§ **PROVIDED DATA**
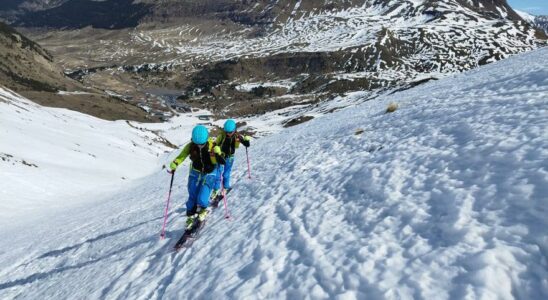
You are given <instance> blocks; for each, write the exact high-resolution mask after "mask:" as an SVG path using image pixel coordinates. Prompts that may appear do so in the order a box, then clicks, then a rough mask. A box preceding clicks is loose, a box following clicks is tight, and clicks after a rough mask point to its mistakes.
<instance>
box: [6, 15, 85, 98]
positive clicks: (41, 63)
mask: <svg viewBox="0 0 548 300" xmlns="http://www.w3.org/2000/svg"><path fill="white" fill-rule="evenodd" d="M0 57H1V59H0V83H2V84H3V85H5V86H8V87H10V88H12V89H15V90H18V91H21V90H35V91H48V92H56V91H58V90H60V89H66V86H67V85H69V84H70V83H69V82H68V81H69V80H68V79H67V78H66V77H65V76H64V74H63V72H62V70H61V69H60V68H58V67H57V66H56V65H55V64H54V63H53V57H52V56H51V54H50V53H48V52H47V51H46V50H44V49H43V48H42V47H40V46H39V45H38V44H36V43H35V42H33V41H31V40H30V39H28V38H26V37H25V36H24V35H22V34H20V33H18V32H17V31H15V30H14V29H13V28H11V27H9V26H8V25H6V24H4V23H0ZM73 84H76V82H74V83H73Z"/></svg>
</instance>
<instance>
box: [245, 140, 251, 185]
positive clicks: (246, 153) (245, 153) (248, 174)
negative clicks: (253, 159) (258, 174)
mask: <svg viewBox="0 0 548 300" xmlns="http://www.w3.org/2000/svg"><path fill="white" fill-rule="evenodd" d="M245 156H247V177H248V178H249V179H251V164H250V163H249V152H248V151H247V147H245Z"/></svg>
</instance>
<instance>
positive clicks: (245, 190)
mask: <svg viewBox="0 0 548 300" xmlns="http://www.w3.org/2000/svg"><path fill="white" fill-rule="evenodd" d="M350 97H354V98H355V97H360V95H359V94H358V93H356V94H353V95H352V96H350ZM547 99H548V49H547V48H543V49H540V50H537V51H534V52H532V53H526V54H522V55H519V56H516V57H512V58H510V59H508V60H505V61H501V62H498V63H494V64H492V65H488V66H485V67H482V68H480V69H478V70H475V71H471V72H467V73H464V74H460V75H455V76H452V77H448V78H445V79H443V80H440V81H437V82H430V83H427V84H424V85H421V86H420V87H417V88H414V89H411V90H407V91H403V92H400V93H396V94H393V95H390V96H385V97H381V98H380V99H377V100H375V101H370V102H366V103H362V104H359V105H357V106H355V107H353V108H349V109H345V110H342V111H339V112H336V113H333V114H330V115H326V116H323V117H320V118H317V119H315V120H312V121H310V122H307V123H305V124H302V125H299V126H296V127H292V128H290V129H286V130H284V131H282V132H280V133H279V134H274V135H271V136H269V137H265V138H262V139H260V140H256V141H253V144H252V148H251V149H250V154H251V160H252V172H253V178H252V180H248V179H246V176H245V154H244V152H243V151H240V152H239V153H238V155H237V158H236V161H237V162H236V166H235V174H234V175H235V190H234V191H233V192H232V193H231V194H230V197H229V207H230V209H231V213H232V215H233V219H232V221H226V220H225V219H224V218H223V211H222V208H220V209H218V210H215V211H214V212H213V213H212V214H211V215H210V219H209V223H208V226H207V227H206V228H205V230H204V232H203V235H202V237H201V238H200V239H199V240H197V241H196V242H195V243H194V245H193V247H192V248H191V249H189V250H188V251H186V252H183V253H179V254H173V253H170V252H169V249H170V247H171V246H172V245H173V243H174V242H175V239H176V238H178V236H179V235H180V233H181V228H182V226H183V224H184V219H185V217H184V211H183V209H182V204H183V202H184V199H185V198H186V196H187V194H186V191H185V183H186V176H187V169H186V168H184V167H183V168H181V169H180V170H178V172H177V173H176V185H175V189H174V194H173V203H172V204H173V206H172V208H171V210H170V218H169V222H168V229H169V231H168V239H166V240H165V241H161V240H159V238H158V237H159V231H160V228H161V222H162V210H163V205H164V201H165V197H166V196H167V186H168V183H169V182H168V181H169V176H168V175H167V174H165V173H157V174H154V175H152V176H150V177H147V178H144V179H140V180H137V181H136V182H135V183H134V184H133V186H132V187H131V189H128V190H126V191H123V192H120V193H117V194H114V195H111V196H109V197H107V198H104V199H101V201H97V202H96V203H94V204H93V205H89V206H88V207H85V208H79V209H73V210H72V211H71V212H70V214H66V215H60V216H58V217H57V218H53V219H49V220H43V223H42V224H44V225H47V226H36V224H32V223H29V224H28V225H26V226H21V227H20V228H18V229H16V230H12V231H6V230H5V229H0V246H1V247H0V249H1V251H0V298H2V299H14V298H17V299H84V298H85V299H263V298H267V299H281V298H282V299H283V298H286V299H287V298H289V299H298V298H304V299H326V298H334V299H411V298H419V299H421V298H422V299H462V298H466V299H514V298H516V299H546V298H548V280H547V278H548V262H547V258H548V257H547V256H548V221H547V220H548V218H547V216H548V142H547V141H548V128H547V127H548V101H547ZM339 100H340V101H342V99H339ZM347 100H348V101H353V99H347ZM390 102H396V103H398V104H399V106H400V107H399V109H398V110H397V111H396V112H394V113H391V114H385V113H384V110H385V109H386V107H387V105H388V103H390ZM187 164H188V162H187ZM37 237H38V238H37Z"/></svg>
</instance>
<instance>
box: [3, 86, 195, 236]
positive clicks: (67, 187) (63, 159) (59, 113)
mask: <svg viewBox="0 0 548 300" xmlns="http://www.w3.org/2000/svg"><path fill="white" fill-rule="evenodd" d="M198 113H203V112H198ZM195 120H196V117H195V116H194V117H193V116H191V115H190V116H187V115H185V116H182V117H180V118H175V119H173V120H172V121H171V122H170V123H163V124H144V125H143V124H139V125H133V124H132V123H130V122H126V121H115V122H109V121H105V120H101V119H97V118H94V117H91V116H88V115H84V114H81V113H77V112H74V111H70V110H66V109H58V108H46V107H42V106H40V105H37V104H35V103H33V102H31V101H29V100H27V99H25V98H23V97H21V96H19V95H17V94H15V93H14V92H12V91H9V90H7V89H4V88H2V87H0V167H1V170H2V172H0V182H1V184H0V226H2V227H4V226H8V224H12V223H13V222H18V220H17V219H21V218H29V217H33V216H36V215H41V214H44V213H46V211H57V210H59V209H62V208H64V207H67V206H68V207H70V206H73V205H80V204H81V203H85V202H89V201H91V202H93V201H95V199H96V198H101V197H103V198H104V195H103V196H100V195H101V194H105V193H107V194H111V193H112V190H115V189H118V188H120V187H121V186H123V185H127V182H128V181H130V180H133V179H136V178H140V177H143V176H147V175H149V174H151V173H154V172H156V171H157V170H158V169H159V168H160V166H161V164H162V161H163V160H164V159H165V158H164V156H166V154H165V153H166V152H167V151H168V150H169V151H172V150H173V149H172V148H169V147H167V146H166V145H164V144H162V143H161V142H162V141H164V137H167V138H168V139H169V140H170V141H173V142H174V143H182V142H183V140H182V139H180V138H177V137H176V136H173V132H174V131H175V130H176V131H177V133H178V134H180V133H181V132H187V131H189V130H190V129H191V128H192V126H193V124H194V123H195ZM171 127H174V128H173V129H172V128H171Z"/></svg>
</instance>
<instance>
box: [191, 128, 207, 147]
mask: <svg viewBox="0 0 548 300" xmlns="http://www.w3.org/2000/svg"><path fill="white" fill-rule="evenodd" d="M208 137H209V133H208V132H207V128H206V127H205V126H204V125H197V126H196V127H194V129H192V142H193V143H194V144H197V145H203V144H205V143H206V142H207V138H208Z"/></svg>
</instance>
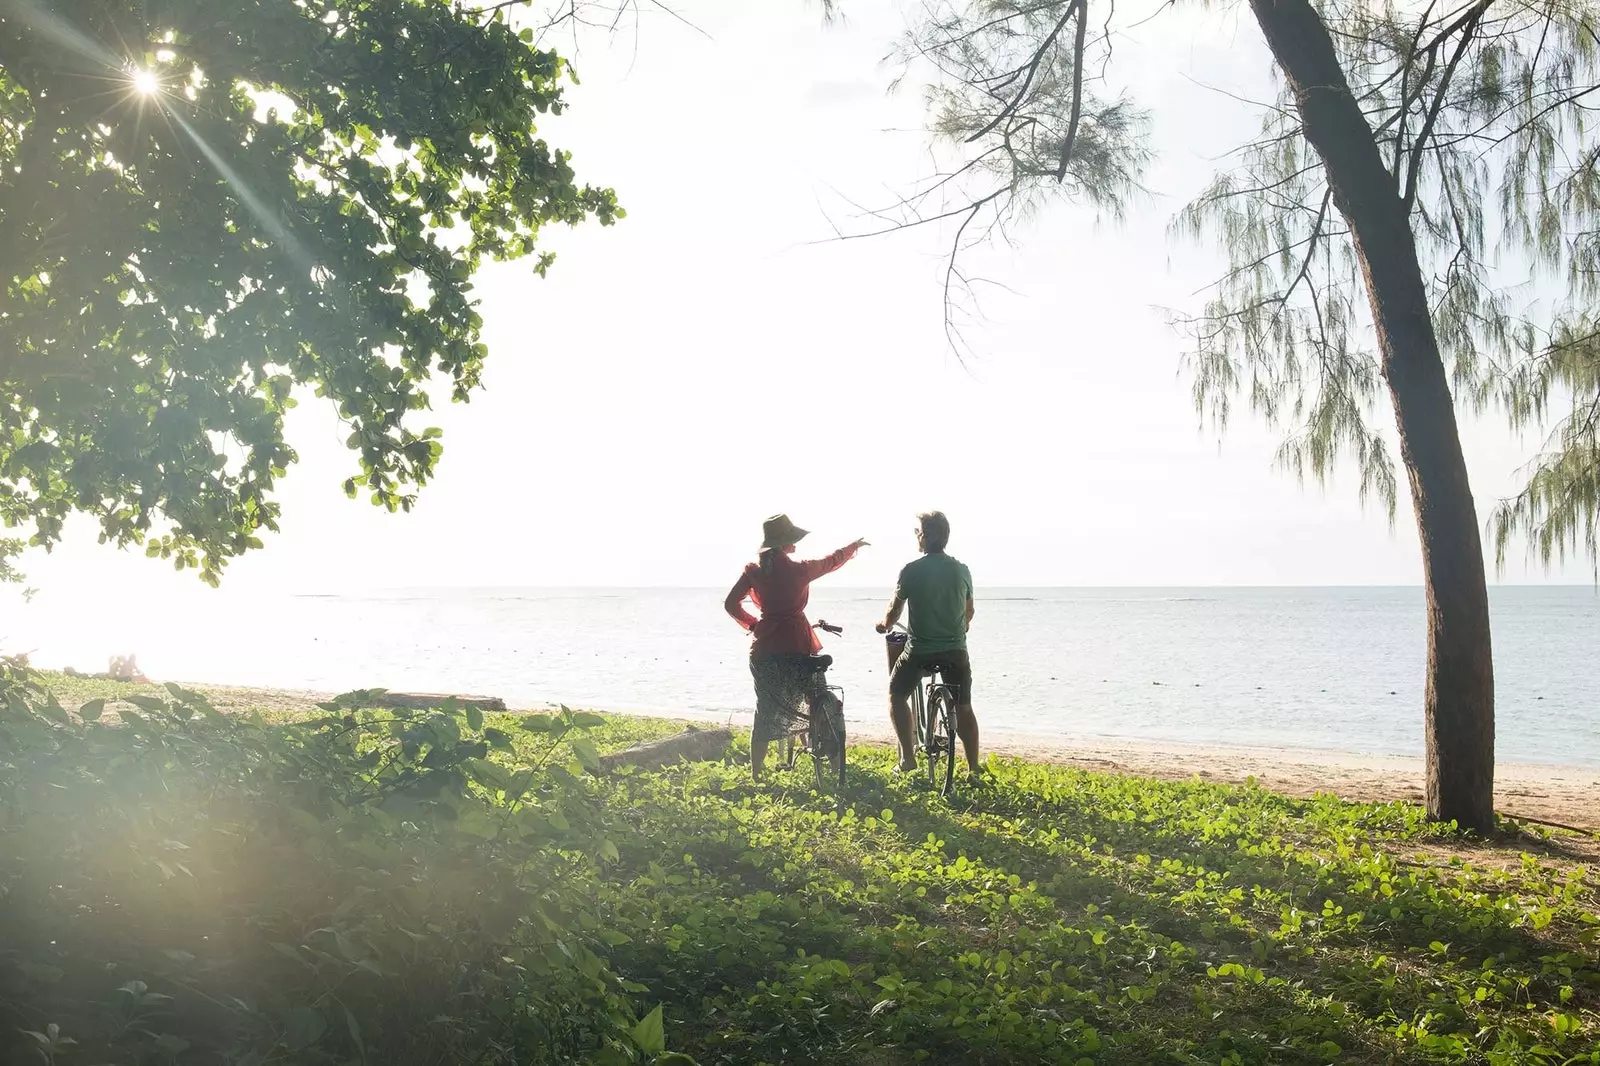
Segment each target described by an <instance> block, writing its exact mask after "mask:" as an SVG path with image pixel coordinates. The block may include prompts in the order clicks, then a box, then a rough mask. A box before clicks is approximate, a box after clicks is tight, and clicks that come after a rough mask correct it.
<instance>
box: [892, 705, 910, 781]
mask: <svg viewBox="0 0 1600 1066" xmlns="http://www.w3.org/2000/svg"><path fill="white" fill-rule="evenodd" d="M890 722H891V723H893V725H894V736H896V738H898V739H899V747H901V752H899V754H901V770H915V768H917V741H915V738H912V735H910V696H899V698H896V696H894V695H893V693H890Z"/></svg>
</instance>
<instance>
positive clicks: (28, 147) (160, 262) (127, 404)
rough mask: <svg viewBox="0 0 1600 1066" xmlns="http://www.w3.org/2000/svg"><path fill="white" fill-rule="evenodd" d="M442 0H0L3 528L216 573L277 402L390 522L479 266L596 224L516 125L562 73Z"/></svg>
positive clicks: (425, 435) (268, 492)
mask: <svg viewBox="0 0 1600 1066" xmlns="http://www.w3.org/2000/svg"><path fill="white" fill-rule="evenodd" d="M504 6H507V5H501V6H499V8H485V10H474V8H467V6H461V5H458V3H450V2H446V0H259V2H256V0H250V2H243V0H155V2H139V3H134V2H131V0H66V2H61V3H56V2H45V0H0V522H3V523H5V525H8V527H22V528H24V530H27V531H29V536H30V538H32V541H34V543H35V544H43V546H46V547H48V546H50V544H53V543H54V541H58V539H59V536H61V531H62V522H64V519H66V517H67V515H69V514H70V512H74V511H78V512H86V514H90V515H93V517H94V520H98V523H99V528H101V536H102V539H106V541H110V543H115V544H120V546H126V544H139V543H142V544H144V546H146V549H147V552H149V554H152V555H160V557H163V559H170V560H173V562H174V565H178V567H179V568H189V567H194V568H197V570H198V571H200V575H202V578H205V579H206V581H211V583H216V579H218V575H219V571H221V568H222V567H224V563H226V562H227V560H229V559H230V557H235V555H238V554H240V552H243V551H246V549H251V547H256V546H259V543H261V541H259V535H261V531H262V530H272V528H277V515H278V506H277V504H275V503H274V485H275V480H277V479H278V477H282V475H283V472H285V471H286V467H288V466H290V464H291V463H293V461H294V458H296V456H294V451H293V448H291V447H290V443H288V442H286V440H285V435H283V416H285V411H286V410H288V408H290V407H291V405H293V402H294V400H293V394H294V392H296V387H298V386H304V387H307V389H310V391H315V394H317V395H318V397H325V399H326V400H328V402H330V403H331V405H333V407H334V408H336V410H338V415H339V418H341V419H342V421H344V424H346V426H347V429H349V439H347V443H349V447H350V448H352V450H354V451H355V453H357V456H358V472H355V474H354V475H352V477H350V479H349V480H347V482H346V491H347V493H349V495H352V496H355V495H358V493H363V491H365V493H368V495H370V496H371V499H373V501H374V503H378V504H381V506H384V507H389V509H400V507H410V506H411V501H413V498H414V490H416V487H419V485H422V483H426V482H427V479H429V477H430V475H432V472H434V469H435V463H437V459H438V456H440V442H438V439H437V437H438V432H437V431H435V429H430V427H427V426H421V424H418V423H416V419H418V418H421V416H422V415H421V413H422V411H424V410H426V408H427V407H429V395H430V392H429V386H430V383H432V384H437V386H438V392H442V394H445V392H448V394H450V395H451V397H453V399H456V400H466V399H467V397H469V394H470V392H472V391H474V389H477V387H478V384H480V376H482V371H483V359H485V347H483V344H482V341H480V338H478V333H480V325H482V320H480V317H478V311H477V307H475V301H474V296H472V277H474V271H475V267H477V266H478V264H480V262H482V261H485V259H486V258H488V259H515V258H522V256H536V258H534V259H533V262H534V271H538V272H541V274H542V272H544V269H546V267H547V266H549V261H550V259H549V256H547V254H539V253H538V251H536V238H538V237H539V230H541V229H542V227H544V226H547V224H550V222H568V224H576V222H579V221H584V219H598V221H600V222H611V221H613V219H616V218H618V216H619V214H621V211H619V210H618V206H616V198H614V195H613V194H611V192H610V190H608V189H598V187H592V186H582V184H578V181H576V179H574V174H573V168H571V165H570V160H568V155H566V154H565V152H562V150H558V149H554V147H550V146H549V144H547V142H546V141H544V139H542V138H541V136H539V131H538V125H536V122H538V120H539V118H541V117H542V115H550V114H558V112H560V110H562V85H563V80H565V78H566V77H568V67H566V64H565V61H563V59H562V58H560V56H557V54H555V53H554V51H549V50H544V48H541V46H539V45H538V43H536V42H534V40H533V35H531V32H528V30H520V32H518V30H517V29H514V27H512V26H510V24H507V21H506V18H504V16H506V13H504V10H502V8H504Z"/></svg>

§ **WHAT IS BEING ASKED**
Count the lines in the items above that contain the string "clicks", treating uppercase and lowercase as different. Reply with only the number.

§ **RESPONSE BOX**
9